Task brief: From the passage on Chen Menglei below, extract word for word the part that opens with the words containing "During the reign" and closes with "to his regret.".

Provided passage:
Qing Dynasty scholar Chen Menglei who underwent twists and turns contributed to the publication of the Great Collection of Ancient and Modern Books.
The history of ancient China is replete with major literary compilations, reference books and book series alike. The three greatest works of all, however, were the Yongle Encyclopaedia of the Ming Dynasty (1368–1644) and the Complete Library in the Four Branches of Literature and Great Collection of Ancient and Modern Books of the Qing Dynasty (1644–1911). While the former two were handed down from one generation to another by codex, the latter rose from printing technology based on copper type, marking a turning point in the Qing Dynasty.
During the reign of Emperor Kangxi (1661–1722), the great scholar Chen Menglei, with the help of Prince Cheng, was in charge of compiling the largest reference book. Chen's good fortune was short-lived, however. After Prince Cheng's brother Emperor Yongzheng (reign: 1722–1735), ascended to the throne, the
emperor saw to it that he was sent far off to the remote Heilongjiang Province. The emperor even went so far as to expunge Chen's name from the Great Collection of Ancient and Modern Books, much to his regret.
Chen’s Twists and Turns
In 1673, the three fiefdoms of Yunnan, Guangdong and Fujian were growing in strength and refusing to take orders from the crown. Knowing this, Emperor Kangxi decided to have them dissolved. Contrary to his expectations, immediately after the proclamation was issued Wu Sangui (1612–1678) rose in revolt in Yunnan Province, laying claim to cultural relics of the Ming Dynasty and the rest of China. In aftermath of his revolt, Shang Kexi (1604–1676) in Guangdong and Geng Jingzhong (1644– 1682) in Fujian followed suit (dubbed “the Revolt of the Three Feudatories”). Geng Jingzhong in particular called upon the celebrities of the time, among them well-known scholars, forcing them to take positions within his fiefdom to bolster his rebellion against the empire. Even so, Chen Menglei, a successful candidate in the highest imperial examinations, wasn't swayed, fleeing to a temple instead.
Born into a literary family in 1650 in Fuzhou, Chen applied himself assiduously to his studies even as a child, and excelled at writing. At age 12, he passed the imperial examination at the county level, and eight years later, at the provincial level. In 1670, 21- year- old Chen went to Beijing, becoming a successful candidate in the highest imperial examinations. Moreover, he was on the shortlist of bachelors at Hanlin Academy and, shortly afterwards, took up compiling at the Academy.

Dataset records:
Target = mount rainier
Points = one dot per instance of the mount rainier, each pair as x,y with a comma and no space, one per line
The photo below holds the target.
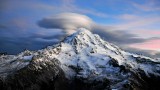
82,61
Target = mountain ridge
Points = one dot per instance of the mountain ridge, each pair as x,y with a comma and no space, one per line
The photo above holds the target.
85,61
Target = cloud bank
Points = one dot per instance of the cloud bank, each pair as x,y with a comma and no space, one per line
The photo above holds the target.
69,22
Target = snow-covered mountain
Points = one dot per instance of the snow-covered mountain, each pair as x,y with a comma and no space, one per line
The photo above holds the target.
82,61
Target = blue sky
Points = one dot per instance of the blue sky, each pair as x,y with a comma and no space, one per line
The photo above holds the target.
137,20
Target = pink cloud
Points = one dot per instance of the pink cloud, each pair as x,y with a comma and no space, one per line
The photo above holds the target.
148,45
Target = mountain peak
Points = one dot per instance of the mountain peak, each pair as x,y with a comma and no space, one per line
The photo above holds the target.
84,59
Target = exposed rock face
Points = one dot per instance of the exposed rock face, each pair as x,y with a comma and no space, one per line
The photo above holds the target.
83,61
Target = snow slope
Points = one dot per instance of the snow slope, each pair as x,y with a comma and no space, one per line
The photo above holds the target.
86,56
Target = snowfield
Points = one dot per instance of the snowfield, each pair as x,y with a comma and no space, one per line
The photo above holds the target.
87,57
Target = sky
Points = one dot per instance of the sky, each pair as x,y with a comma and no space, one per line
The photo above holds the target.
134,25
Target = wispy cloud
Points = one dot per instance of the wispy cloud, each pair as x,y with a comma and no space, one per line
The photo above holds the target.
150,5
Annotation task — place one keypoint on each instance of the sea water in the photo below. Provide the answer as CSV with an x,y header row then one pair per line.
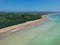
x,y
47,33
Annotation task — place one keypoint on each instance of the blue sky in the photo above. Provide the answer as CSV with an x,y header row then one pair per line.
x,y
29,5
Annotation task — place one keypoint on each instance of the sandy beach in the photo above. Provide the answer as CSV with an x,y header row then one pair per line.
x,y
9,30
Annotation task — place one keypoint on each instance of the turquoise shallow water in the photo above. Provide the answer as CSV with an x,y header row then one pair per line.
x,y
47,33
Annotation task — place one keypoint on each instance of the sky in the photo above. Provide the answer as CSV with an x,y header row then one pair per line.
x,y
29,5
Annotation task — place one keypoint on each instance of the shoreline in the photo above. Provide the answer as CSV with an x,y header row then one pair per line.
x,y
9,30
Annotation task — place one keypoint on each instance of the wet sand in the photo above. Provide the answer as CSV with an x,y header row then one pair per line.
x,y
10,30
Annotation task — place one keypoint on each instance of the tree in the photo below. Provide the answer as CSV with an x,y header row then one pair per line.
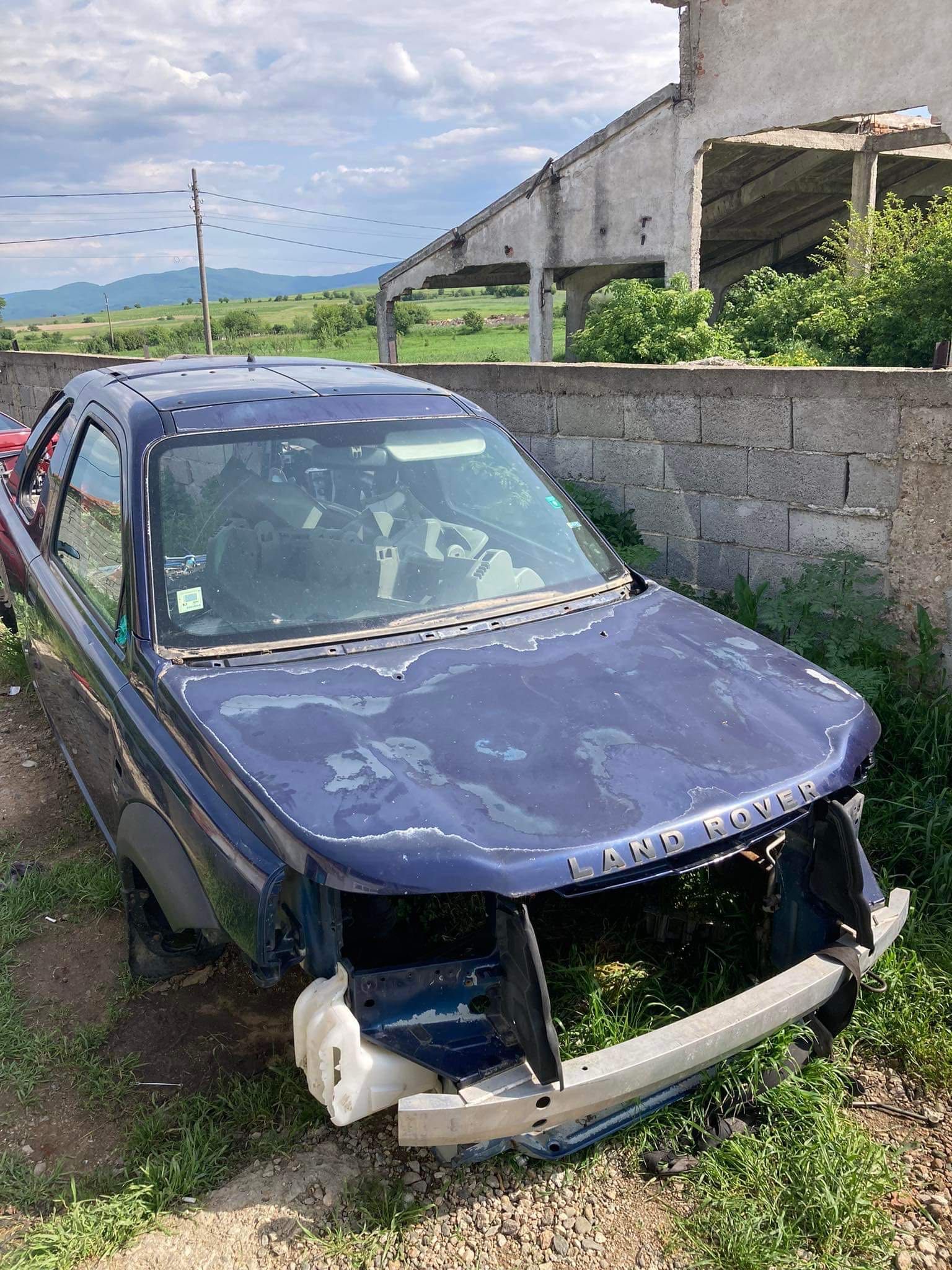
x,y
332,321
240,322
881,294
404,315
472,322
646,323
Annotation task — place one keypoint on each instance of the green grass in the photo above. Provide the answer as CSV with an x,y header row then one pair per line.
x,y
13,664
183,1148
425,343
805,1191
29,1053
379,1215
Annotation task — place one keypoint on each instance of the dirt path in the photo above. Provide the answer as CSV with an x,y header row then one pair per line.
x,y
509,1213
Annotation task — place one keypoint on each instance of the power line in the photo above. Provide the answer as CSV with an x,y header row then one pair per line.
x,y
310,211
74,238
226,216
102,193
272,238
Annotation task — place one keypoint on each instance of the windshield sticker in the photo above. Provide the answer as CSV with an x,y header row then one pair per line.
x,y
190,601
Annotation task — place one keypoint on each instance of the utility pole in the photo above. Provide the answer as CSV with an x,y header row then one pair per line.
x,y
112,339
206,314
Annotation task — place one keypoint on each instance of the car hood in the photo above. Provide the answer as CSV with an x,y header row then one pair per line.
x,y
544,755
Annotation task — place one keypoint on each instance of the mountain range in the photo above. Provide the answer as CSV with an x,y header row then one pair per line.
x,y
172,288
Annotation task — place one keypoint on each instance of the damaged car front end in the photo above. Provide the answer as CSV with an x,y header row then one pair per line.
x,y
403,657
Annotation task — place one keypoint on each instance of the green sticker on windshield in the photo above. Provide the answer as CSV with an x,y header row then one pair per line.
x,y
190,601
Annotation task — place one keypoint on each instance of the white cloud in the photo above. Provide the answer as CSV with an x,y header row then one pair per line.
x,y
460,136
526,155
311,95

Correct answer:
During the reign of Emperor Kangxi (1661–1722), the great scholar Chen Menglei, with the help of Prince Cheng, was in charge of compiling the largest reference book. Chen's good fortune was short-lived, however. After Prince Cheng's brother Emperor Yongzheng (reign: 1722–1735), ascended to the throne, the
emperor saw to it that he was sent far off to the remote Heilongjiang Province. The emperor even went so far as to expunge Chen's name from the Great Collection of Ancient and Modern Books, much to his regret.